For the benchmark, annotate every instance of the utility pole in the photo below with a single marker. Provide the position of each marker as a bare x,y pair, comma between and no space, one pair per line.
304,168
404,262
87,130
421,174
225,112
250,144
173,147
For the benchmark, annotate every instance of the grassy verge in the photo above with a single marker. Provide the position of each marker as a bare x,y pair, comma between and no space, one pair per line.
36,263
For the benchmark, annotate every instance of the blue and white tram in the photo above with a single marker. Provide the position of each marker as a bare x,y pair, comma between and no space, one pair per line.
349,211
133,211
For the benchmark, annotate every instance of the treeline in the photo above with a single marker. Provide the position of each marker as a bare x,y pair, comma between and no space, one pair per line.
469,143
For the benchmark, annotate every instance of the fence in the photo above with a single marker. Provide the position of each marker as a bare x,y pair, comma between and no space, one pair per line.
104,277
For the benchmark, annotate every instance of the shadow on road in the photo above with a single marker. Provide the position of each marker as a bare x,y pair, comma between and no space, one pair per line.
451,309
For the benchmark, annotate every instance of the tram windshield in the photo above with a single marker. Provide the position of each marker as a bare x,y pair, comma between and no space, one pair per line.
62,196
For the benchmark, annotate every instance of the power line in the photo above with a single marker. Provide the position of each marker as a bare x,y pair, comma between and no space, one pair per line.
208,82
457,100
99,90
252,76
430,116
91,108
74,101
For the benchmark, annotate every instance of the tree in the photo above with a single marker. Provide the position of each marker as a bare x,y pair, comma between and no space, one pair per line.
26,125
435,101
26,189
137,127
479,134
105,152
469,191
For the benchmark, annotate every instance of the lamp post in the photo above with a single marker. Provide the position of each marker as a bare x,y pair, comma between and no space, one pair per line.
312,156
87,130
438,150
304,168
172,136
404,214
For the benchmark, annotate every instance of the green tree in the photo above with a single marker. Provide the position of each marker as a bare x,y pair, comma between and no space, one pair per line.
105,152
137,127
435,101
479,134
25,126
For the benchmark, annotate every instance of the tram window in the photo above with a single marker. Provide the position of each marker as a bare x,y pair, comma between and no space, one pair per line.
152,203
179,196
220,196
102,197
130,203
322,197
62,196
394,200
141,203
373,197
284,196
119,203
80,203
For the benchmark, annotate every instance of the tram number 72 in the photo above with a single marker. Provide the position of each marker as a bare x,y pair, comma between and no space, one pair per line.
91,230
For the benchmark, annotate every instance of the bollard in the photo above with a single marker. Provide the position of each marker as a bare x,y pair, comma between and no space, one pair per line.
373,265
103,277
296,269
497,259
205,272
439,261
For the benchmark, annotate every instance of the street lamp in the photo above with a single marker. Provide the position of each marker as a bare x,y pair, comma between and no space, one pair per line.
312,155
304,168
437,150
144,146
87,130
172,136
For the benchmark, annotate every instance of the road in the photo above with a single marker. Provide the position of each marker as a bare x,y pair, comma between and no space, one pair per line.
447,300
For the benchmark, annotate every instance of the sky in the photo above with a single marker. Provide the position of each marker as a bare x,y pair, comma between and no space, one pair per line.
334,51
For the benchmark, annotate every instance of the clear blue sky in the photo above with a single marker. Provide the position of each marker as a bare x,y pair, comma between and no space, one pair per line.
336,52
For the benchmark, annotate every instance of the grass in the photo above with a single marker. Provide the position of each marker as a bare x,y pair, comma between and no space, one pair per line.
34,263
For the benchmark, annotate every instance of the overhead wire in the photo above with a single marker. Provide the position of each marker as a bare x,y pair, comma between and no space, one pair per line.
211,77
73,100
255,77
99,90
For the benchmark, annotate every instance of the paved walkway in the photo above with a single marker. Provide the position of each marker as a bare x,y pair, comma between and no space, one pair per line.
============================================================
→ **THE REQUEST**:
Reproduce the listing above word for word.

→ **THE ANSWER**:
For the benchmark, annotate every instance of the utility pole in the photo below with a single marker. Provide the position of each marker as a bare x,y pair, comma between and no space, one pair per line.
304,168
404,262
87,130
421,174
225,112
250,144
173,147
For the benchmark, annotate every instance of the grassy verge in the photo above with a single marker. Provide the position of each marker as a bare x,y pair, comma between and no space, one pair per line.
36,263
For the benchmark, annotate every instance of the blue and white tram in the photo above with a single marker. Provide the position of each marker as a bare x,y pair, comma between and no space, one pair per line.
349,211
133,211
For the benchmark, annotate every instance of the treeline in the photo above with a single marker. Provide the position of each marker as a bare x,y pair, comma between and no space, one pair per line.
469,143
For the benchmark, annotate every instance of the fence in the photo above with a single marker. Provide the position of each marker as a bare x,y pair, comma between and no space, one pair per line.
104,277
For the benchmark, annotate every instance of the shadow on road in the photo above with a single marker. Provide the position of each marker as a bare x,y pair, comma between and no space, one pair per line.
451,309
For the benchmark, annotate every instance of the tram windshield in the photo above with a single marker. Provide the position of each marker as a bare x,y pair, comma between and no space, one pair per line.
62,196
For the benchmark, annotate every instance of the power line in the photo above with a single marker. Provide the position of each marker as a bare x,y pair, comma between and no space, one pair per line.
208,82
457,100
99,90
252,76
430,116
91,108
74,101
For the benchmark, annotate every instance of the tree in the photo above with a single marker. Provide the position of each marker as a bare x,y pair, comma between and no space, one pair per line.
26,125
435,101
26,189
137,127
479,134
105,152
469,191
For the benchmark, annotate every instance of the lamp post in the photo above with a single marker. Provide the position of each marker as a bare x,y pair, comma between and no space, one pair per line.
312,156
87,130
438,150
304,168
172,136
404,214
For the benchmark, annotate every instance of the green tree in the photo above with a single marker. Provide the position of each marker as a bare x,y pair, comma between and no space, one pair per line.
105,152
137,127
435,101
479,134
25,126
For the benchmark, annotate every instance of the tram window in the photo above with a single marker. Provide the position of each marker as a bare x,y pair, comma between and no space, one pair per line.
152,203
179,196
220,196
102,197
130,203
322,197
62,196
394,200
141,203
373,197
284,196
119,203
80,203
For the benchmark, annotate every instance of the tram number 72 in the photo above with a single marker. Provide the position of each marker as a bare x,y pair, comma between and no space, one pair per line.
91,230
For the benchmark, annotate every instance of the bollard in the photo above with a single marker. Provide the position of each marker as a bare x,y pair, comma between and no space, one pair per line.
373,265
103,277
296,269
497,259
205,272
439,261
For the benchmark, annotate every instance of the street lamp in the photo above with a single marker. Provide the position of each marker as a bare x,y pair, comma between and no space, one pair per line.
312,155
304,168
437,150
144,146
87,130
172,136
For the benchmark, annotate every instance of the road in the photo above with a single marker. Provide the position of each marker as a bare x,y pair, comma between and no space, one pair per line.
447,300
For the benchmark, annotate every instance of the sky in the photo above with a single marker. Provide the position of each marker as a bare x,y pair, comma between and no space, one pair per line.
334,51
For the benchmark, annotate every instance of the clear blue sky in the photo above with a single marker. Provide the position of each marker as a bare x,y pair, comma between and no space, one pair per line.
336,52
For the benchmark, annotate every instance of the grass in the photo above with a single marker. Provide the position of each marker as a bare x,y pair, comma between and no space, one pair per line.
34,263
For the benchmark, annotate every instance of the overhead wire in the photo above with a single marker. Provide the position of each marker as a bare x,y pair, comma between and no space, one pair per line.
211,77
73,100
255,77
99,90
For the benchmark, annotate every instance of the paved walkway in the photo above with a single marker. Provide the position of each marker as a bare x,y pair, comma between and no space, one pair per line.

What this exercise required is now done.